## Start

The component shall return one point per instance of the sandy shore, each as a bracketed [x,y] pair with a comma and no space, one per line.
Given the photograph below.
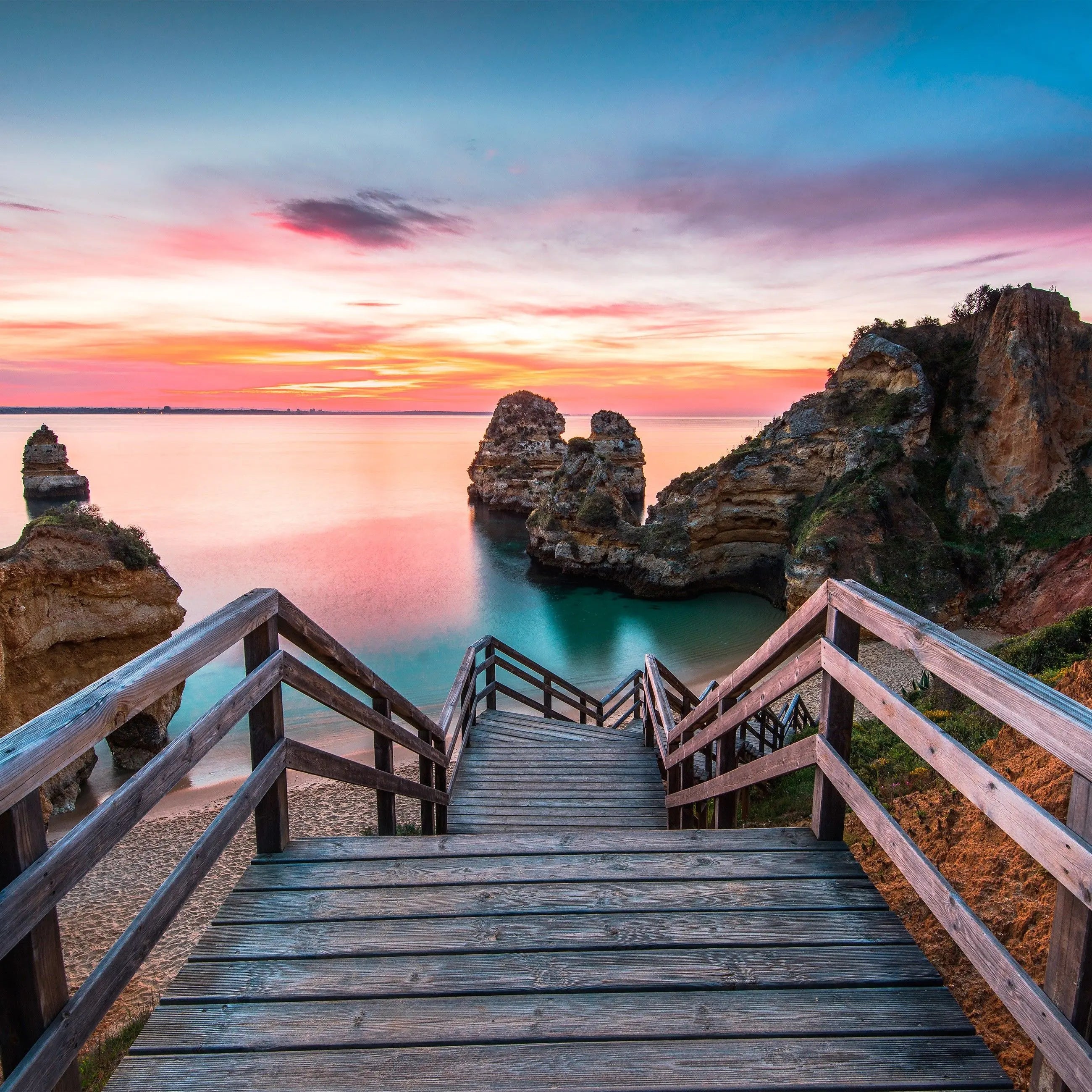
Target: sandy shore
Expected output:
[94,914]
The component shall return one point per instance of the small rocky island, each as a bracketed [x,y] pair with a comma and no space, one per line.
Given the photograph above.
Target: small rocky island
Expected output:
[947,465]
[46,471]
[79,596]
[522,452]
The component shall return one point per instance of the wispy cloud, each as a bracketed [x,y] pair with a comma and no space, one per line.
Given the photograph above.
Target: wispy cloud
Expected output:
[370,219]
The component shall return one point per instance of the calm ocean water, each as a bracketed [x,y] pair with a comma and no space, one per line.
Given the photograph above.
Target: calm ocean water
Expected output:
[364,523]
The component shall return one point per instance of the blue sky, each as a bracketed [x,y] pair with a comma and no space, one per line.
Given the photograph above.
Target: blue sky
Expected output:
[667,197]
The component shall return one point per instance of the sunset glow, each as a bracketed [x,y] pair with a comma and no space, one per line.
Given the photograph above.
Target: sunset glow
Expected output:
[673,208]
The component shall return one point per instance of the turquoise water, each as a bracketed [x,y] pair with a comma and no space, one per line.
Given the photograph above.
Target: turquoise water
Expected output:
[364,523]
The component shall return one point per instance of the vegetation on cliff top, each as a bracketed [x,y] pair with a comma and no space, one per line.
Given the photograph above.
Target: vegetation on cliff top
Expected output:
[128,545]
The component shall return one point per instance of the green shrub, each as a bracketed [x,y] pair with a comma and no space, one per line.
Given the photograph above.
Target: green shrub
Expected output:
[128,545]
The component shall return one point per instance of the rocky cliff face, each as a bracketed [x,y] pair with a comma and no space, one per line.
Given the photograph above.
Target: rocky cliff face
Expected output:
[521,450]
[46,471]
[936,458]
[80,596]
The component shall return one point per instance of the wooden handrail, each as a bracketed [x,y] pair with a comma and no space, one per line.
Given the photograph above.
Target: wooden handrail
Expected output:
[44,746]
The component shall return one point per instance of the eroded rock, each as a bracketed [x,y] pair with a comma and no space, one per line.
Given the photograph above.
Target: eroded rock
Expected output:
[46,471]
[80,596]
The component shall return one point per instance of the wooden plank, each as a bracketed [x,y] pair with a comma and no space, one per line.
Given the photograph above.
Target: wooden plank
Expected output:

## End

WHAT YOU HAVE TO DO.
Return exactly the lines from the one containing "of the vegetation" through the last line of the records above, both included, and nothing else.

RESPONSE BELOW.
The component shall return one point per instance of the vegetation on cliff top, each as a bracketed [x,y] pair with a comma and no space, one per line.
Given the photograph above.
Target: vegetation on cliff top
Expected output:
[128,545]
The component shall return one point per instance of the green shrub, each as a bracketed [x,y] pair with a comma and no space, one per line.
Given the photograph above.
Target: green shrub
Expected output:
[128,545]
The component shall return one point per instance of the rocky cliff face, each as a bracketed [x,y] pair with a comma and no space, one per line.
Given the photograph above.
Target: rocky cliff face
Expected output:
[521,450]
[46,471]
[936,458]
[80,596]
The component shall return one point per instance of the wooden handrail, each as a bracketed [x,y] pair with a comma and no space, one per line.
Given the photograph above.
Target: wooden handrail
Expected output:
[44,746]
The component shall return one point per instance of the eroded rock, each as a bracketed [x,y] pair with a comma and no space, one per line.
Given the photograph above.
Target: eroded rock
Expected output:
[46,471]
[80,596]
The component shall return one point per instance of the wooden plank, each as a bracketed [x,y] pair with a comma and no space, one per line.
Given the photograph above.
Target: wooden plank
Expected output:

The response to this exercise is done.